List of additional options for sbatch. Can be used if a specific setting is needed which is not already covered by the options above. Expects a list with arguments as they are passed to sbatch, for example:

extra_submission_options = ["--gpu-freq=high", "--begin=2010-01-20T12:34:00"]

Note

There are currently no options to restrict the type of GPU. On the ML Cloud cluster of the University of Tübingen, this is currently done via the partitions. See https://portal.mlcloud.uni-tuebingen.de/user-guide/batch for a list of available partitions.

If needed, e.g. when using cluster_utils on a different Slurm cluster, missing options can always be provided via extra_submission_options.

Use Singularity/Apptainer Containers

Jobs can be executed inside Singularity/Apptainer [1] containers to give you full control over the environment, installed packages, etc. To enable containerisation of jobs, add a section singularity in the config file. This section can have the following parameters:

image

Required.

Path to the container image.

executable : str = "singularity"

Specify the executable that is used to run the container (mostly useful if you want to explicitly use Apptainer instead of Singularity in an environment where both are installed).

use_run : bool = false

Per default the container is run with singularity exec. Set this to true to use singularity run instead. This is only useful for images that use a wrapper run script that executes the given command (sometimes needed for some environment initialisation).

args : list[str] = []

List of additional arguments that are passed to singularity exec|run. Use this to set flags like --nv, --cleanenv, --contain, etc. if needed.

Example (in TOML):

[singularity]
image = "my_container.sif"
args = ["--nv", "--cleanenv"]

Specific for hp_optimization

num_best_jobs_whose_data_is_kept : int

Required.

Keep copies of the working directories of the given number of best jobs. They are stored in {results_dir}/best_jobs/.

kill_bad_jobs_early : bool = false

TODO

early_killing_params

TODO

optimizer_str

Required.

The optimisation method that is used to find good hyperparameters. Supported methods are

  • cem_metaoptimizer

  • nevergrad *

  • gridsearch

* To use nevergrad, the optional dependencies from the “nevergrad” group are needed, see Optional Dependencies.

optimizer_settings

Required.

Settings specific to the optimiser selected in optimizer_str. See Optimizer Settings.

optimization_setting

Required.

General settings for the optimisation (independent of the optimisation method). See General Optimisation Settings.

optimized_params

Required.

Defines the parameters that are optimised over. Expectes a list of dictionaries with each entry having the following elements:

  • param: Name of the parameter. Apparently can have object/attribute structure, e.g. “fn_args.x”.

  • distribution: Distribution that is used for sampling. Options are:

    TruncatedNormal

    Normal distribution using floats.

    TruncatedLogNormal

    Log-normal distribution using floats.

    IntNormal

    Normal distribution using integer values.

    IntLogNormal

    Log-normal distribution using integer values.

    Discrete

    Discrete list of values.

  • bounds: List [min_value, max_value]

  • options: List of possible values (used instead of bounds for “Discrete” distribution).
--
**Set of tasks:**
A: Write out the passage of the cluster_utils configuration text starting with "Use Singularity/Apptainer Containers" and going on through "the container image.".
B: Continue the cluster_utils configuration text from the point where it stops.
The data that comes next is unrelated to the cluster_utils configuration text.
--
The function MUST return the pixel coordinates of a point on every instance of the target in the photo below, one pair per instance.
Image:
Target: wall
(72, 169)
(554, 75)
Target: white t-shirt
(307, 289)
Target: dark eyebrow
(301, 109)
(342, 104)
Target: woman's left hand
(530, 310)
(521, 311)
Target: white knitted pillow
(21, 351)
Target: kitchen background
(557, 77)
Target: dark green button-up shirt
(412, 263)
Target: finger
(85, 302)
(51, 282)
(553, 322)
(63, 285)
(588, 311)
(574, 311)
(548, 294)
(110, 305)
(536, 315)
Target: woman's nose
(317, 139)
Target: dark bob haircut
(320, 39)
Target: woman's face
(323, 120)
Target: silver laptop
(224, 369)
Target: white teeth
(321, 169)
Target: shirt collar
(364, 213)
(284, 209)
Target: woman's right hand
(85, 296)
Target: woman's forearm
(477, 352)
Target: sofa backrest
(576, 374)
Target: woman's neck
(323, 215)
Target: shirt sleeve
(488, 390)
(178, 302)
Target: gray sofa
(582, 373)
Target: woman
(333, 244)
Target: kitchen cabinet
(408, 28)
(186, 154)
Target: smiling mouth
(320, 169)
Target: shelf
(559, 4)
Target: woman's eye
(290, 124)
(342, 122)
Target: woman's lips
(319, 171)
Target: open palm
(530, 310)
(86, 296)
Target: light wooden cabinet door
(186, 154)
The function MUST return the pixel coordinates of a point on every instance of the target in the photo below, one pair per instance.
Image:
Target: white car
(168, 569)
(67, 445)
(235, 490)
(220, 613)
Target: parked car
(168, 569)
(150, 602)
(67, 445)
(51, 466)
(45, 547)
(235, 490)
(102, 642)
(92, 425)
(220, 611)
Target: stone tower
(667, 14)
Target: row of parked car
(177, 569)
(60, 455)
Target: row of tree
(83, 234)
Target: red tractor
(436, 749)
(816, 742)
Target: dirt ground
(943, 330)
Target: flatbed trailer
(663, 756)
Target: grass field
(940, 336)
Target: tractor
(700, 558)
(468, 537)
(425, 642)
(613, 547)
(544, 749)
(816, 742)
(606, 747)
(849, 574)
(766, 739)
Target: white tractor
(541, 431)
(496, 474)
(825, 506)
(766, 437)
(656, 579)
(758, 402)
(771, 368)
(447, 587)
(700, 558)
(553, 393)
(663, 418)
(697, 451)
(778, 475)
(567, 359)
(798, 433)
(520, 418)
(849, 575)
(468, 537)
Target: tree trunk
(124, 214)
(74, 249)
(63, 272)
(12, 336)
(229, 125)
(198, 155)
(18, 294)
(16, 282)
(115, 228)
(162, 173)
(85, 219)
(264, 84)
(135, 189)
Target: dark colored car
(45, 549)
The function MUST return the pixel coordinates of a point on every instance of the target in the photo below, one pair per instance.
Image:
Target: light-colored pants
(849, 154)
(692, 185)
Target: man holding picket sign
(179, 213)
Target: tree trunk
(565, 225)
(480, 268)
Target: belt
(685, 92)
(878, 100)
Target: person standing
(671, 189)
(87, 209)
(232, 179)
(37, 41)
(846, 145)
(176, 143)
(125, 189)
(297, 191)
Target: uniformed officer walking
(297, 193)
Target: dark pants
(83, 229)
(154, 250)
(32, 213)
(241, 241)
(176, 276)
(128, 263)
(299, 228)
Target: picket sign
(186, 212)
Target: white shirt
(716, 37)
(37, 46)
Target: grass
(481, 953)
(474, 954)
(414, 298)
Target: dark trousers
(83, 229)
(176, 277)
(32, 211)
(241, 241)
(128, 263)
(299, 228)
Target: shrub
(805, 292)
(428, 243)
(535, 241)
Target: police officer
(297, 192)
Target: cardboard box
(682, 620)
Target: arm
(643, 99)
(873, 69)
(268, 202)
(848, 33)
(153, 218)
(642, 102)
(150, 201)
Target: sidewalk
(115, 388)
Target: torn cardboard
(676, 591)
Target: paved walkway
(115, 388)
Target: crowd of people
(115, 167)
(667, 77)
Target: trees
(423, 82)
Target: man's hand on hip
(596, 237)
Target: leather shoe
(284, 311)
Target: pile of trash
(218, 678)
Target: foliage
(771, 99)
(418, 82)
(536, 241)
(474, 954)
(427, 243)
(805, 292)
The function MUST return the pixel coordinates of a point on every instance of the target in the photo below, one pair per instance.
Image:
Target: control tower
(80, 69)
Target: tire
--
**Outputs by task:**
A:
Use Singularity/Apptainer Containers

Jobs can be executed inside Singularity/Apptainer [1] containers to give you full control over the environment, installed packages, etc. To enable containerisation of jobs, add a section singularity in the config file. This section can have the following parameters:

image

Required.

Path to the container image.

B:
Example (in TOML):

[[optimized_params]]
param = "fn_args.w"
distribution = "IntNormal"
bounds = [ -5, 5 ]

[[optimized_params]]
param = "fn_args.y"
distribution = "TruncatedLogNormal"
bounds = [ 0.01, 100.0 ]

[[optimized_params]]
param = "fn_args.sharp_penalty"
distribution = "Discrete"
options = [ false, true ]

General Optimisation Settings

The optimization_setting parameter defines the general optimisation settings (i.e. the ones independent of the optimisation method set in optimizer_str). A dictionary with the following values is expected:

metric_to_optimize : str

Required.

Name of the metric that is used for the optimisation. Has to match the name of one of the metrics that are saved with finalize_job().

minimize : bool

Required.

Specify whether the metric shall be minimized (true) or maximised (false).

number_of_samples : int

Required.

The total number of jobs that will be run.

n_jobs_per_iteration : int

Required.

The number of jobs submitted to the cluster concurrently, and also the number of finished jobs per report iteration.

n_completed_jobs_before_resubmit : int = 1

The number of jobs that have to be finished before another n_completed_jobs_before_resubmit jobs are submitted. Defaults to 1 (i.e. submit new job immediately when one finishes).

run_local : bool

Specify if the optimisation shall be run locally if the cluster is not detected. If not set, the user will be asked at runtime in this case.

About Iterations

The exact meaning of one “iteration” of the hp_optimization mode is a bit complicated and depends on the configuration.

Relevant are the following parameters from the optimization_setting section:

number_of_samples is simply the total number of jobs that are run. n_jobs_per_iteration says how many jobs can be executed in parallel.

From this a number of iterations is derived. Basically an iteration counter is used that is incremented by one whenever another n_jobs_per_iteration jobs has been completed (resulting in number_of_samples / n_jobs_per_iteration iterations in the end). However, it does not necessarily mean that the optimisation is split into distinct iterations where the next iteration only starts when the previous one has finished. Instead, whenever a job completes, the optimiser is updated with the results and the next one is started immediately, so that always n_jobs_per_iteration jobs are running at the same time. The notion of “iterations” is only used to have a regular update of the report every n_jobs_per_iteration jobs.

The behaviour can be changed by setting n_completed_jobs_before_resubmit. The meaning of this parameter is as follows: Always wait until n_completed_jobs_before_resubmit jobs have finished, then submit another n_completed_jobs_before_resubmit jobs. Its default value is 1, resulting in the behaviour described in the previous paragraph. However, setting it to a larger value results in the optimisation to wait for several jobs to have finished before sampling new parameters. Setting n_completed_jobs_before_resubmit = n_jobs_per_iteration results in what one would intuitively assume regarding iterations, i.e. the optimisation would wait for n_jobs_per_iteration to be finished and only then start the next iteration with another n_jobs_per_iteration jobs.

Optimizer Settings

optimizer_settings expects as value a dictionary with configuration specific to the method that is specified in optimizer_str. Below are the corresponding parameters for each method.

cem_metaoptimizer

with_restarts : bool

Required.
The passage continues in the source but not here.